__Directions__. Identify every line in the records below that contains the word "with", and copy each of those lines.

Task data section start

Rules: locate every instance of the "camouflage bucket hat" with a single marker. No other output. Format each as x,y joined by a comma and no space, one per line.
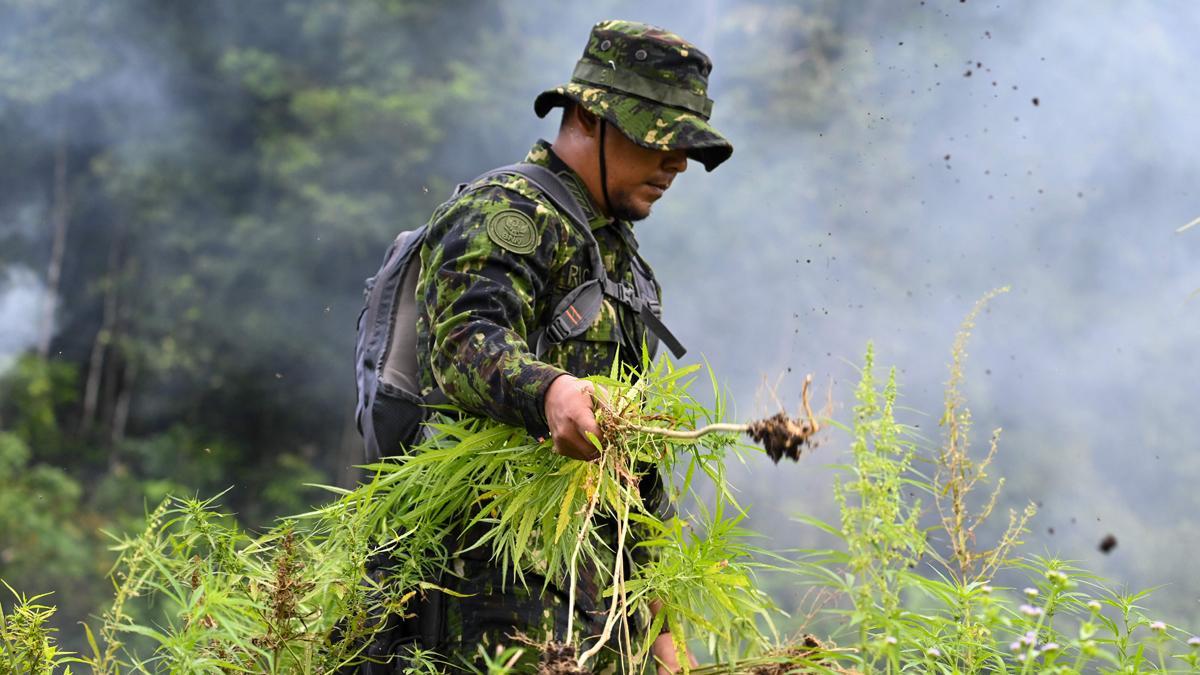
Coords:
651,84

Task data section end
Task data section start

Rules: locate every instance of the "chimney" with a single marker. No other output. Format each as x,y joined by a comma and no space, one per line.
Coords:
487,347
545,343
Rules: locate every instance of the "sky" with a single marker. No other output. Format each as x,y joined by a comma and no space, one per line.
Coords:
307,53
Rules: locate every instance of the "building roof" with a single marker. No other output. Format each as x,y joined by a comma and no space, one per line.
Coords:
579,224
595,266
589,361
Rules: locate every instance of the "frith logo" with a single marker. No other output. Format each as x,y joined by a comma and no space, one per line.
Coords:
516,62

Task data section end

__Exercise output__.
Rules: locate every instance of the "camouflage bucket hat" with a single marker. No other output. Format each as x,y joined by a comma and no space, one per line.
Rules: locate every instance of the "chimney" with a single marker. No other output. Format each as x,y joined by a comma and no space, one per line.
Rules: locate every instance of the "sky" with a single marker. No other output. Format each as x,y joined by a comma and no space, one per line.
Rules: locate every instance of the "building roof" with a single marker. No other output. Format each as x,y joined by a comma and no space, one per line.
Rules: locate every instance of the "frith logo" with a single marker. No other output. Format each as x,y joined by a comma and no space, one per line.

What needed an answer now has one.